__Given request a__
List the functions of sound effects that the sound-effects text below gives.

___ Text passage

Movies and Film: Sound Effects and Their Functions
Sound Effects and Their Functions
As sound editor Marvin M. Kerner says in The Art of the Sound Effects Editor, "the function of sound effects is three-fold":
- To simulate reality.
- To add or create something off scene that is not really there.
- To help the director create a mood.
Simulating Reality
The simulation of reality can be something as small but distinctive as the sound of a door opening and closing on the Starship Enterprise, to the extremely complex creation of a language for the Star Wars series' Ewoks.
Sometimes the reality that sound creates is so compelling that even though it contradicts what we know to be scientifically true, we believe it anyway. Though we know, for example, that because space is a vacuum sound cannot travel in it, we are still utterly compelled by the sounds of intergalactic battle or just spaceships traveling at warp speed in nearly every space opera produced since the creation of Buck Rogers in the 1930s. And gunshots never sound as satisfyingly long or loud in real life as they do in Dolby with the bass cranked way up. Finally, in many of those great Hollywood musicals, the best songs are not actually performed by Audrey Hepburn or Debbie Reynolds, but by unsung singers like Marnie Nixon, whose faces and figures don't look as appealing on-screen as those of the major stars.
Filmophile's Lexicon
A Foley artist invents the sound effects that are dubbed onto the visuals.
A Foley stage is the workshop in which the props used to make sound effects are used.
ADR stands for Automated Dialogue Replacement, or a computerized method for looping, which is itself a method for redubbing dialogue.

______
___ The data

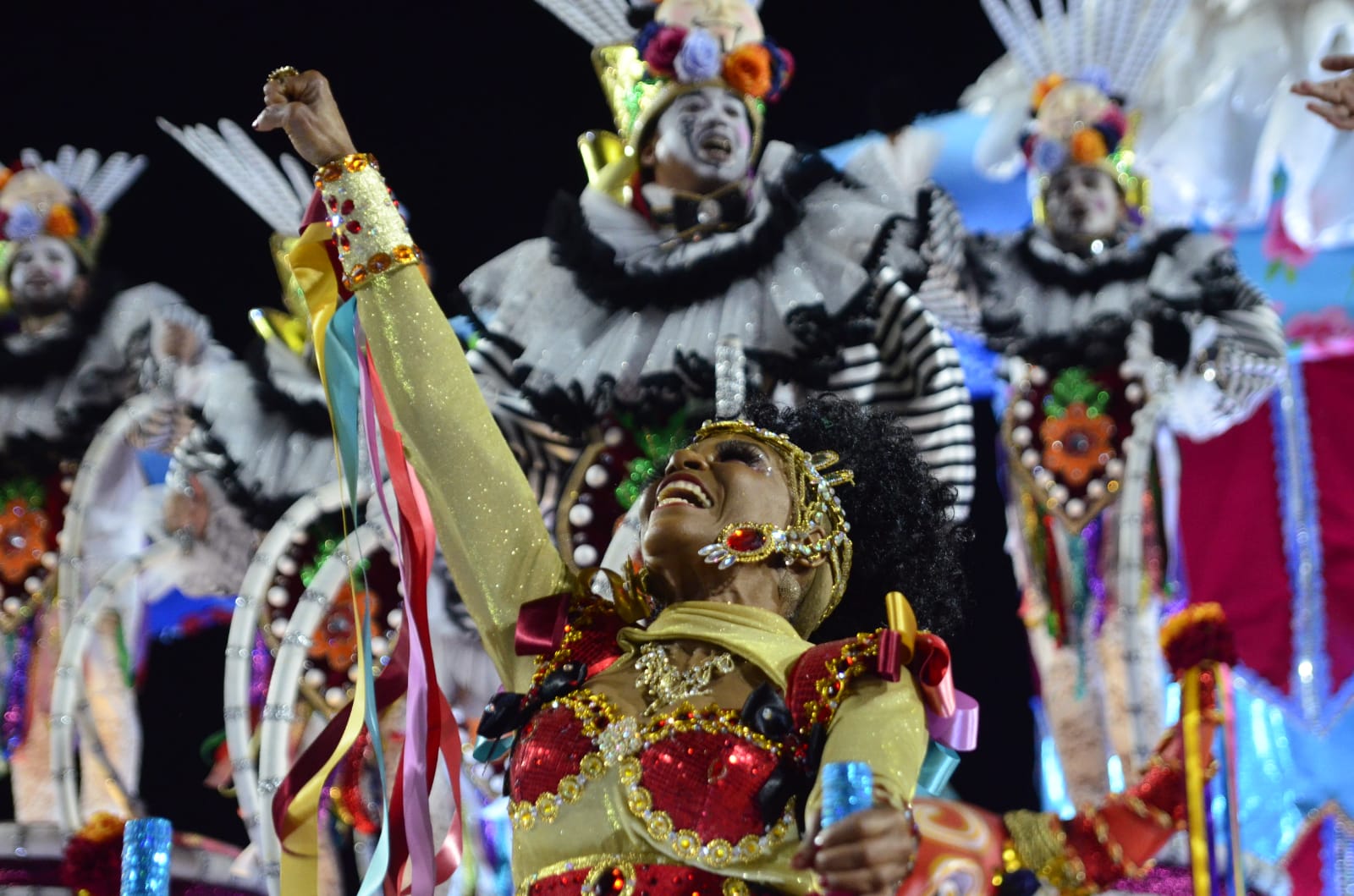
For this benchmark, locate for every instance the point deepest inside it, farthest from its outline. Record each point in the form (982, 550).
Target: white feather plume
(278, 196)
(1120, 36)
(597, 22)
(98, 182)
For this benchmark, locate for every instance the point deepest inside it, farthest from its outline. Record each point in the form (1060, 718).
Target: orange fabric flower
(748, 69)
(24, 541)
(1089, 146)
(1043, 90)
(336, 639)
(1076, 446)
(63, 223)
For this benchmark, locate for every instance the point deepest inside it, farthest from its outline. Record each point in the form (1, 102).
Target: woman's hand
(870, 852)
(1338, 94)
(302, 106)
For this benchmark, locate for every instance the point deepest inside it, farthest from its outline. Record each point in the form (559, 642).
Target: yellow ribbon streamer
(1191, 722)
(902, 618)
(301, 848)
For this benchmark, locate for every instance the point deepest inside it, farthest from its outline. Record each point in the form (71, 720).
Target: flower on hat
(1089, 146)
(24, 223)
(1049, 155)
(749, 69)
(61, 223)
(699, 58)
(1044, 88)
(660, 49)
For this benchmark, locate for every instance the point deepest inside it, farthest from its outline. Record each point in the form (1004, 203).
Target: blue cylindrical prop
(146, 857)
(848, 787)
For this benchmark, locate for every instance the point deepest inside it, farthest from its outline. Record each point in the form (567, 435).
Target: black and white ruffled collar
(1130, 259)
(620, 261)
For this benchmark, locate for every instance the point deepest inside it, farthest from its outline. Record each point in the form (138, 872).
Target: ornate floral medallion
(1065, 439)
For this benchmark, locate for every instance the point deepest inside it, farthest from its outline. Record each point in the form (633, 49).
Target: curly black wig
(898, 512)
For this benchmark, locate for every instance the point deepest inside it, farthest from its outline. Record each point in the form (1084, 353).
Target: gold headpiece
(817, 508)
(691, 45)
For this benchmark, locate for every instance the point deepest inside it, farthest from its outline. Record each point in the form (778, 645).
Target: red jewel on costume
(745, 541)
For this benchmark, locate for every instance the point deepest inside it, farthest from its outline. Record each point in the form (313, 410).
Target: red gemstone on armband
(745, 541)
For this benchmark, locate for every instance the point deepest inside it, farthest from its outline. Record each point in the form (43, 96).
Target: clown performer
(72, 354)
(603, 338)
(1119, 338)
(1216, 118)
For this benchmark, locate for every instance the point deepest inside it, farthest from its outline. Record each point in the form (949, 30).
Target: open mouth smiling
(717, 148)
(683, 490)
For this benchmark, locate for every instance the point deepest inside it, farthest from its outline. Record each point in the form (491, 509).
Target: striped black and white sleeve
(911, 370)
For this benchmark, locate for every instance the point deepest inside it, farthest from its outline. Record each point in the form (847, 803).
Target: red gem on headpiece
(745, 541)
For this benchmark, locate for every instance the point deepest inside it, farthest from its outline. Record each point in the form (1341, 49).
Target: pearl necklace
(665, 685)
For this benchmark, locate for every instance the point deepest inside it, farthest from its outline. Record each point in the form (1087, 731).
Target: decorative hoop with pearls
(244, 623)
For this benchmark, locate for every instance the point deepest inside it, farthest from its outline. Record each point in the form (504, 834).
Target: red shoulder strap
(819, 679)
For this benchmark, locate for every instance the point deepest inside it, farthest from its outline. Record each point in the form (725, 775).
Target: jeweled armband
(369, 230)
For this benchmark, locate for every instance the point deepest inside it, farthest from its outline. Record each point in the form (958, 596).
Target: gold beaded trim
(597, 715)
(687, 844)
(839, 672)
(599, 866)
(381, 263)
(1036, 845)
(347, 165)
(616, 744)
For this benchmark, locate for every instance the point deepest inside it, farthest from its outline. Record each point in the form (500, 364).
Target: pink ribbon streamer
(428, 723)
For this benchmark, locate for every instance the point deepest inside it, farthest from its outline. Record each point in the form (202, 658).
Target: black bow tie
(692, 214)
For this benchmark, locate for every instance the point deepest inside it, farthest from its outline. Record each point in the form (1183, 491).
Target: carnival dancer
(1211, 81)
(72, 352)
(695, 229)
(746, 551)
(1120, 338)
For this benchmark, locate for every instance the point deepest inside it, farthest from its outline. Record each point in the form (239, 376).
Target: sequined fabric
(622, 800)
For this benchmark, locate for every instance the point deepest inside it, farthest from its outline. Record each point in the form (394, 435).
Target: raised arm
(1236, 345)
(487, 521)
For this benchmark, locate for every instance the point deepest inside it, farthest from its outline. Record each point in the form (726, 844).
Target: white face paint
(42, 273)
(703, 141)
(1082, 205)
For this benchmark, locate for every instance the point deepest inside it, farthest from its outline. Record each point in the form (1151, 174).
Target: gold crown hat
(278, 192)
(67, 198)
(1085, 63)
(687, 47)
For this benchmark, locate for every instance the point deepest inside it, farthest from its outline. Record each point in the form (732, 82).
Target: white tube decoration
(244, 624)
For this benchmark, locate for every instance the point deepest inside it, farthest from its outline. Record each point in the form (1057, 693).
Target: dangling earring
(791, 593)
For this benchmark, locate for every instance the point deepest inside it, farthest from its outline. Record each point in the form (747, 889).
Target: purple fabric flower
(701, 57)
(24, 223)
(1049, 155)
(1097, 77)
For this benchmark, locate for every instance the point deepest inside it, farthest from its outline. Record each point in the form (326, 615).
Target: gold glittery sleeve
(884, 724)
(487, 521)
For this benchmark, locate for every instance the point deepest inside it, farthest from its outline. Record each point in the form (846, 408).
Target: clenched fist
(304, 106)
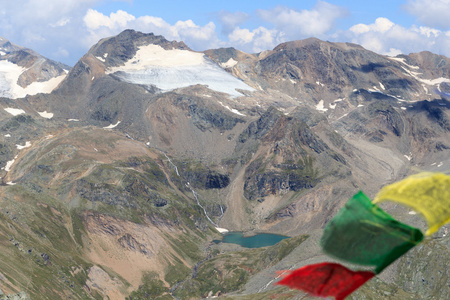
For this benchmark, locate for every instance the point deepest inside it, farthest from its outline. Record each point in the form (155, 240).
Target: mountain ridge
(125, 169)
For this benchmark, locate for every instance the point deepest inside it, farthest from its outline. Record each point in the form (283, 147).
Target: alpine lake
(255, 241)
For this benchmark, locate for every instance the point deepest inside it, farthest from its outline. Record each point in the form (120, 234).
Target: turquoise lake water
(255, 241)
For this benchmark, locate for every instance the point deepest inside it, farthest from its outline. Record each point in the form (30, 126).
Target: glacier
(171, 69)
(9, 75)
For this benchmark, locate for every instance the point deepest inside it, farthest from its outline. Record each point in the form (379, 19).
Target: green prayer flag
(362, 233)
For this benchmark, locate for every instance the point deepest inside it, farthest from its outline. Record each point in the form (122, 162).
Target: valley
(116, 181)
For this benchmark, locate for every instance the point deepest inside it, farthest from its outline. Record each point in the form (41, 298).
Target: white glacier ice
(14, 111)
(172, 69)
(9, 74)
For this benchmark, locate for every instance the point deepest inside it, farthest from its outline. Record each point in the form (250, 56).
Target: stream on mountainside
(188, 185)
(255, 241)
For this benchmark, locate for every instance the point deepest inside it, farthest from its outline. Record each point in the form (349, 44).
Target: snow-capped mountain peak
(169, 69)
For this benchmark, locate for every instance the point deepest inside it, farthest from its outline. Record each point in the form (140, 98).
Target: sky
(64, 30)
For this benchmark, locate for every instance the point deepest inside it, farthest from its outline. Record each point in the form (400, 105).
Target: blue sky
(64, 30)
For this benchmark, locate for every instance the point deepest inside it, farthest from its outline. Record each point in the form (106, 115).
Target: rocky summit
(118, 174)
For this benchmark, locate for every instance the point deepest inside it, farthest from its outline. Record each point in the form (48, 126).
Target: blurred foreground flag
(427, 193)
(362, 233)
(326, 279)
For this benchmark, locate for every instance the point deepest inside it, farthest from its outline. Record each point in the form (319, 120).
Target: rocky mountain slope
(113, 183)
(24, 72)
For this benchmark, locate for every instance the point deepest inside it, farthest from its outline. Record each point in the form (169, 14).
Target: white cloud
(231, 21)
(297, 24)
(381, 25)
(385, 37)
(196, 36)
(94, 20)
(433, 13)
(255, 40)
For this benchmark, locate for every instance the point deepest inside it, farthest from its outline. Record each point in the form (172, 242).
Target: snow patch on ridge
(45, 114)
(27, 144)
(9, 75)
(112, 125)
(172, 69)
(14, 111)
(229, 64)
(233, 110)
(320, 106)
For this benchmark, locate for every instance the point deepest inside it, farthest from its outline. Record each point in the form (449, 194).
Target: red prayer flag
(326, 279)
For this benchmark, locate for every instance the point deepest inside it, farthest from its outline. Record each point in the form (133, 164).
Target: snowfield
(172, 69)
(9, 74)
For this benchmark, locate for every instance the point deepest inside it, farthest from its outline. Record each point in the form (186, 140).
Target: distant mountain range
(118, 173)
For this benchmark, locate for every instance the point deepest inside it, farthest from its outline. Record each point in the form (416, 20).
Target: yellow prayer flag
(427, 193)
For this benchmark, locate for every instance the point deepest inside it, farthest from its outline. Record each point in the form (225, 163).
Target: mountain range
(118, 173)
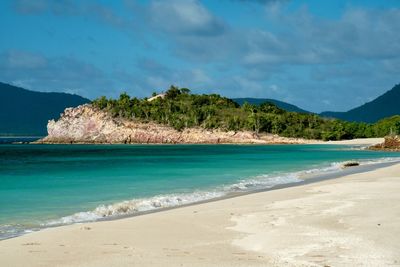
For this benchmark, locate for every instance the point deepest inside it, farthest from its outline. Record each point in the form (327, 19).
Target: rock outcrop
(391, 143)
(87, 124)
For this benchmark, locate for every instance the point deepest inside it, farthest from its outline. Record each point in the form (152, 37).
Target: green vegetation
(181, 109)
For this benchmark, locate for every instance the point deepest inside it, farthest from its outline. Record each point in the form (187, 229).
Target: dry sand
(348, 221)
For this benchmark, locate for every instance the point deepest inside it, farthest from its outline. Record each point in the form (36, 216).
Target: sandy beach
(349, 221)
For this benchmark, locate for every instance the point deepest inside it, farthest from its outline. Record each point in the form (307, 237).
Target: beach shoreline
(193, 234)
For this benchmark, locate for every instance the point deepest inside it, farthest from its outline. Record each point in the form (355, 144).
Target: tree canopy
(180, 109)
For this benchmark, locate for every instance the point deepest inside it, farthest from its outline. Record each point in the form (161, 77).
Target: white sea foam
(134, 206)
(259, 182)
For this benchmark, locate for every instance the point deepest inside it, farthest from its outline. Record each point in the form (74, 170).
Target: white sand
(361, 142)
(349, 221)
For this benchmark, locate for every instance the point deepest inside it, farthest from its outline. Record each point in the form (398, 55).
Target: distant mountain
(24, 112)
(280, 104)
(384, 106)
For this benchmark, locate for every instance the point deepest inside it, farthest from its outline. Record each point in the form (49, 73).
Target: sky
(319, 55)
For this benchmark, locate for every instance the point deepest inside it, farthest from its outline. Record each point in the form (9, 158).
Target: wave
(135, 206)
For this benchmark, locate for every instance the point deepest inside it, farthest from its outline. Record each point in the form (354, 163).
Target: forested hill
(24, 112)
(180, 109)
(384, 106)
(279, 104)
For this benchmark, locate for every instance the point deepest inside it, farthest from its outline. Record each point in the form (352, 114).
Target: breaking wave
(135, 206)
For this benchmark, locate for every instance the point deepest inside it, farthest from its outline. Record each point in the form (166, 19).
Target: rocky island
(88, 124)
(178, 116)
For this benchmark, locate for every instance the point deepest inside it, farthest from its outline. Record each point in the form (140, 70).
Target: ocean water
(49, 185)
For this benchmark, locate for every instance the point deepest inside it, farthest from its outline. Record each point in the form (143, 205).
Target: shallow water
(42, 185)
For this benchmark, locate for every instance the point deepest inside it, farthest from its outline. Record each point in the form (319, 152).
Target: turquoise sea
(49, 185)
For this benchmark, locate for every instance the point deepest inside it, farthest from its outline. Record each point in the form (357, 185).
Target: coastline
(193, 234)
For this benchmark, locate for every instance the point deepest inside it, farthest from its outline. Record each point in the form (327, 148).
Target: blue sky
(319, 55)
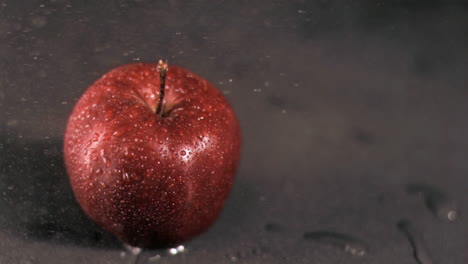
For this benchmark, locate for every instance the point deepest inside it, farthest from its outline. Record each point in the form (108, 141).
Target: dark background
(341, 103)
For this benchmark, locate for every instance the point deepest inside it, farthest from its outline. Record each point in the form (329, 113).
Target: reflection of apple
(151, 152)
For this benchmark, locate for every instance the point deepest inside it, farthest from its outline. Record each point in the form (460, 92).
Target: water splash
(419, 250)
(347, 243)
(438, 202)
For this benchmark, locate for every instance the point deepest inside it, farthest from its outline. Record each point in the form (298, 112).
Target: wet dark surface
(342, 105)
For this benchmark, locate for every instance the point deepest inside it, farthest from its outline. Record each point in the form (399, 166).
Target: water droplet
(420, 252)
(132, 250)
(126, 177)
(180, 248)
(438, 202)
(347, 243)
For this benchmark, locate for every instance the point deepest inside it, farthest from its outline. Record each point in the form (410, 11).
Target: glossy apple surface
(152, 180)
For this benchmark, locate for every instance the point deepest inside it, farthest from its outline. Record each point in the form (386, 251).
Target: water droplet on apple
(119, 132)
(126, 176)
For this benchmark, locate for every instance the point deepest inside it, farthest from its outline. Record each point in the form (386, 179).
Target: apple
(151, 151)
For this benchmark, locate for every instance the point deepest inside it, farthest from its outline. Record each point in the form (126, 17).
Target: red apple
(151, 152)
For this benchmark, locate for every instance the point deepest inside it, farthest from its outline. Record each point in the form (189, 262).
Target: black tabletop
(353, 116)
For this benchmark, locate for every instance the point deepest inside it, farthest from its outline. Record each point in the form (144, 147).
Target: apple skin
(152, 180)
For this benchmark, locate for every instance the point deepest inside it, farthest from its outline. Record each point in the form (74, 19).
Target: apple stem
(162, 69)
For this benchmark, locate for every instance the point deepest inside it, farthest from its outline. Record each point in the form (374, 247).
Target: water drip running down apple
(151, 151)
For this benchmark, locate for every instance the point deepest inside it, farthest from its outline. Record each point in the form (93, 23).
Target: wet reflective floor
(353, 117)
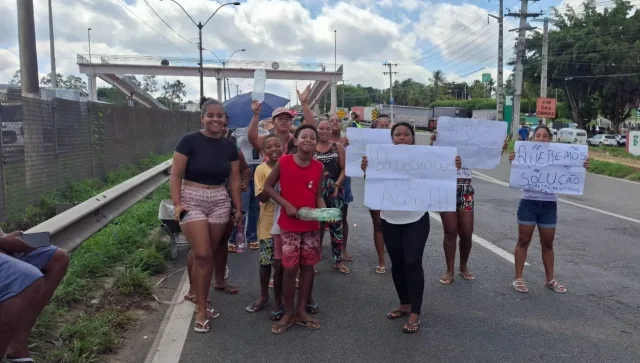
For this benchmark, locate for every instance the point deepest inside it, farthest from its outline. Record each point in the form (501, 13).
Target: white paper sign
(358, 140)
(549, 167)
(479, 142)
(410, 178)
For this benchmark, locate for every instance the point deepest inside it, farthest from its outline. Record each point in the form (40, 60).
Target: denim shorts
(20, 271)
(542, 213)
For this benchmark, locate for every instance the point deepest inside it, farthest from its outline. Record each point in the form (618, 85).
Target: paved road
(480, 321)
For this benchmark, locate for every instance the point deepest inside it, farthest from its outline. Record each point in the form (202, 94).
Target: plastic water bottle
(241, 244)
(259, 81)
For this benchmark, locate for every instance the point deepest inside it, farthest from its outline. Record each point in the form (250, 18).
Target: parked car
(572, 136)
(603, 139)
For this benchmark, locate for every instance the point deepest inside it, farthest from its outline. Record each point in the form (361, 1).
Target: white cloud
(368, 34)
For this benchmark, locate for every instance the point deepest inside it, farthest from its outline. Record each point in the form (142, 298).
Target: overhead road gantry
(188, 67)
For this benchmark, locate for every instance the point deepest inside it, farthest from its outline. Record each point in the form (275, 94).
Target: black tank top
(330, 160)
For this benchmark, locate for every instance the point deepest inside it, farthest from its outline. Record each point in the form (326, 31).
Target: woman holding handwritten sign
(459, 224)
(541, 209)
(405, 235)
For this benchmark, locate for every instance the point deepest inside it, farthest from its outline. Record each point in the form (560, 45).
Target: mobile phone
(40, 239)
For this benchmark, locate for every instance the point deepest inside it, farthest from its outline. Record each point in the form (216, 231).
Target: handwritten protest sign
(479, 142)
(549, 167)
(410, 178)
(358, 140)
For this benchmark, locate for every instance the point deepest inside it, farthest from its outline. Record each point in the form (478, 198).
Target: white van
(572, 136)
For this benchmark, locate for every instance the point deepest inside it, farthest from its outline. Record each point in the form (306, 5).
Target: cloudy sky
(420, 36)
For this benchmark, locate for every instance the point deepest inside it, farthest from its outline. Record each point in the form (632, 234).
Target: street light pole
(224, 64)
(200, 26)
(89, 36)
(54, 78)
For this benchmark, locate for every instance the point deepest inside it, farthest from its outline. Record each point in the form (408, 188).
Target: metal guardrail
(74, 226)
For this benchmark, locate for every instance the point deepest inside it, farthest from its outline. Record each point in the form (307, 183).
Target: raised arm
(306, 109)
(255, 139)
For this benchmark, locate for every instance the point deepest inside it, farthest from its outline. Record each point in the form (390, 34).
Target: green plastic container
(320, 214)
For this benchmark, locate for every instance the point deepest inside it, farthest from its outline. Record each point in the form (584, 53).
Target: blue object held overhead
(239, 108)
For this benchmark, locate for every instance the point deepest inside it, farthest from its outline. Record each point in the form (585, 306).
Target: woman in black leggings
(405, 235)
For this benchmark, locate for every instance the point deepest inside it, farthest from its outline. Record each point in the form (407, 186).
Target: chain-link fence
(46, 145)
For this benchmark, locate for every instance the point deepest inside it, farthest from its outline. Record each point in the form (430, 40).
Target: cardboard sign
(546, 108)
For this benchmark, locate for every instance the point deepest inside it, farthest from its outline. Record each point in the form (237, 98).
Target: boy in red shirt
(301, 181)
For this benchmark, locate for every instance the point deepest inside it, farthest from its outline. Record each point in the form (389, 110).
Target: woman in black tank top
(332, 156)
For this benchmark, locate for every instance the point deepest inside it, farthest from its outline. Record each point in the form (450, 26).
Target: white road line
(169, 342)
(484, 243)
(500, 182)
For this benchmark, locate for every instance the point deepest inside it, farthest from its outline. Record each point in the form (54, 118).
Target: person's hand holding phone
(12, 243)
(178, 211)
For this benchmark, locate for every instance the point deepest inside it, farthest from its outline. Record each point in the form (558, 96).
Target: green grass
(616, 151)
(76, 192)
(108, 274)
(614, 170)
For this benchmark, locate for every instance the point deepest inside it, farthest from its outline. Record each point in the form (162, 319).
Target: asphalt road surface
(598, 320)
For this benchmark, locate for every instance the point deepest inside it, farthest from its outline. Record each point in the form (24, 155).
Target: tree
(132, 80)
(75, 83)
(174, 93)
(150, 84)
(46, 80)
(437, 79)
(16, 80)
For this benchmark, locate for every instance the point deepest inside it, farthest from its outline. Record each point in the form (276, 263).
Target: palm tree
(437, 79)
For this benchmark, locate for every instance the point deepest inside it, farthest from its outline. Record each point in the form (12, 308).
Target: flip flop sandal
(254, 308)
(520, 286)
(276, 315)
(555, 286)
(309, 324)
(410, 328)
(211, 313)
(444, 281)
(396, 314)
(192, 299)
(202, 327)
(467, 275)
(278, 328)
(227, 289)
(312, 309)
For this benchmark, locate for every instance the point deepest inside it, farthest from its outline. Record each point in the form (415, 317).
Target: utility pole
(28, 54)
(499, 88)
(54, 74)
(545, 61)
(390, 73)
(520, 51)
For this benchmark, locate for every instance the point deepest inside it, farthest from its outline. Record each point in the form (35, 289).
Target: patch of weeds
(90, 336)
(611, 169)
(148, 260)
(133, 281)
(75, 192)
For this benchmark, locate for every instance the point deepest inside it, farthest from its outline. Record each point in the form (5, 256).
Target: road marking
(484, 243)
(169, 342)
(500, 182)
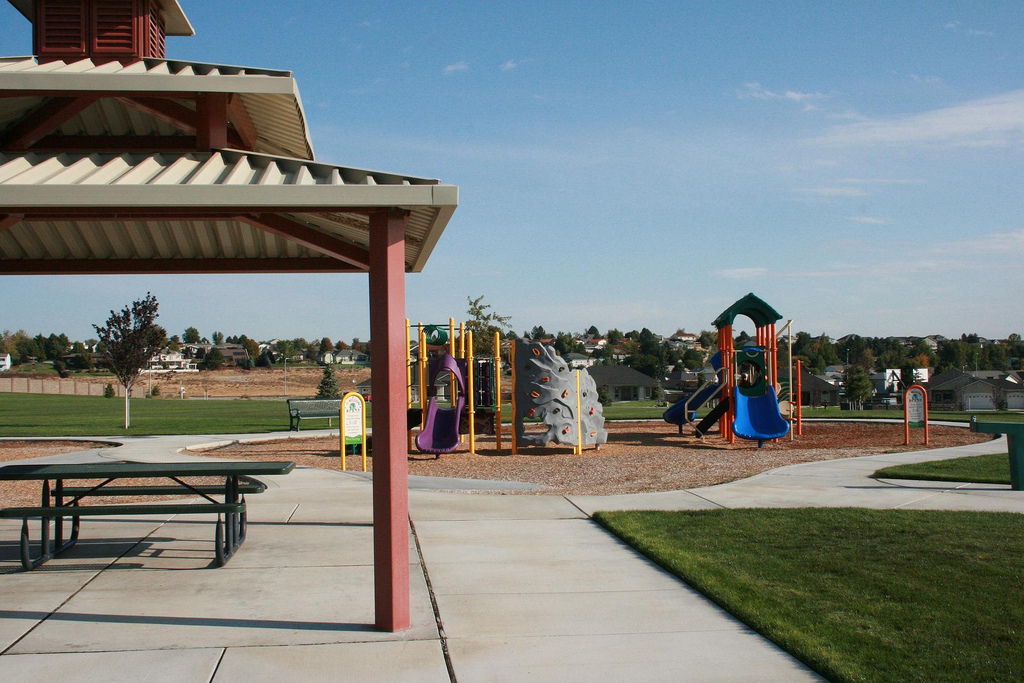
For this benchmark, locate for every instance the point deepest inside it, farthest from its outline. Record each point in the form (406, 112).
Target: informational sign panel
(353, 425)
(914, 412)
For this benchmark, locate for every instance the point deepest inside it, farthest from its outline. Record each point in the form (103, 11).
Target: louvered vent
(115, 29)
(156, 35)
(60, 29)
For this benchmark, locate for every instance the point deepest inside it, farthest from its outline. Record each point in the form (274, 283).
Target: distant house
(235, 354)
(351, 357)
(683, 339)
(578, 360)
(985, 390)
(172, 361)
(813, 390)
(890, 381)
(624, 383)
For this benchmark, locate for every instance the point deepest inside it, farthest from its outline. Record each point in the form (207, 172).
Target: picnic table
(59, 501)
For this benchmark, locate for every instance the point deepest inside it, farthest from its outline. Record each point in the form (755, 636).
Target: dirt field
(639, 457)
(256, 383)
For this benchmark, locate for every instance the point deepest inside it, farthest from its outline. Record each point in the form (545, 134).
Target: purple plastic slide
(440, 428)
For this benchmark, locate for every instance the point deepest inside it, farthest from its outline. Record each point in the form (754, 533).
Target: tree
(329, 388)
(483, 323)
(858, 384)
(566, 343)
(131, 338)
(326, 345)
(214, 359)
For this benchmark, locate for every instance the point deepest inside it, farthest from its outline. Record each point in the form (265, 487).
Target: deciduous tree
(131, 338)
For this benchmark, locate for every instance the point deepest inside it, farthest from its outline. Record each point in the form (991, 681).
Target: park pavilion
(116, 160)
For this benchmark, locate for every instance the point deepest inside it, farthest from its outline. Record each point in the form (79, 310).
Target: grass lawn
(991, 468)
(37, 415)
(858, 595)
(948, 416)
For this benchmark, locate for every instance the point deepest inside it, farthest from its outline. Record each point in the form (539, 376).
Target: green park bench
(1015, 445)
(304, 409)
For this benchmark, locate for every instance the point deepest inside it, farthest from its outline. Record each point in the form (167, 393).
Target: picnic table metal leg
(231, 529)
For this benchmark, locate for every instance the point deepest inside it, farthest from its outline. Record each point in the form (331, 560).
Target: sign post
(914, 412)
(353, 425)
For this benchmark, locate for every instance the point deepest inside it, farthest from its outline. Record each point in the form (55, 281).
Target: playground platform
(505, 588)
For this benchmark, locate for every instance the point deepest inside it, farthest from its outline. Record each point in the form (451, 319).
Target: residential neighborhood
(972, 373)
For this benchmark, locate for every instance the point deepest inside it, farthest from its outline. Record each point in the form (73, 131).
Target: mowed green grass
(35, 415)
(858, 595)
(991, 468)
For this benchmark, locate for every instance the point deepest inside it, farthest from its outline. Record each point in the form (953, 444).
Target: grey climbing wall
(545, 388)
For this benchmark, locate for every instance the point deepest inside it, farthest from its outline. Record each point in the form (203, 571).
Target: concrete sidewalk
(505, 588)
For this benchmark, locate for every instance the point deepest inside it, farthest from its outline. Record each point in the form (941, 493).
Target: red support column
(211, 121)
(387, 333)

______

__Given request b__
Report every line of the records above that contains the word "phone". Case counts.

__Task answer a__
- To simulate reality.
- To add or create something off scene that is not really there.
- To help the director create a mood.

__Task answer b__
Target: mobile phone
Target: person's hand holding phone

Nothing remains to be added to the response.